• Aim of the exercise
The records below are to be retyped in full. Keep every word.

Dataset entries
──────────────────────────────
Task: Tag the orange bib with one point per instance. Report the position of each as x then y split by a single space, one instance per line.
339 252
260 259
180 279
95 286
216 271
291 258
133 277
──────────────────────────────
• Expected answer
Task: Tag the orange bib with one point per instance. Report the position of each as x then y split by a single space, one instance per line.
339 252
260 259
180 279
95 286
216 271
291 258
133 277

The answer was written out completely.